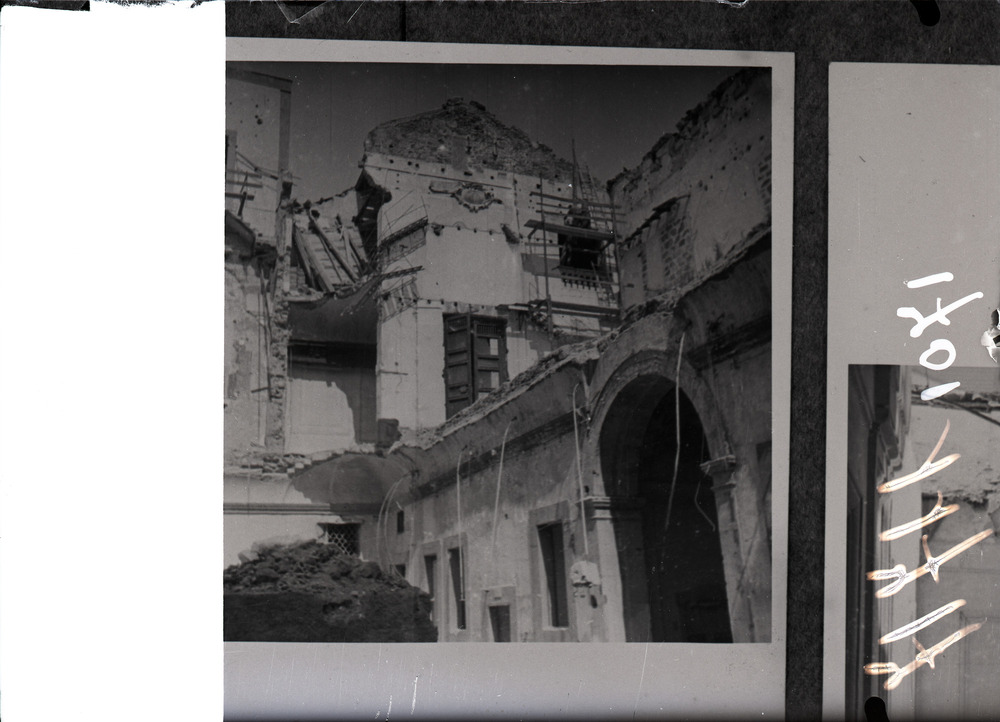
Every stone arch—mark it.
[590,350,733,642]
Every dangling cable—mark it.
[455,449,465,602]
[694,437,715,532]
[490,419,514,583]
[573,384,590,558]
[663,331,687,531]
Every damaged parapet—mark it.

────

* **Problem statement**: Identify each line of the listing that contains the word "Every", and copy those lines.

* **Response to this exercise**:
Every stone arch—mark it.
Every dangling cable—mark it.
Every damaged parapet—mark it.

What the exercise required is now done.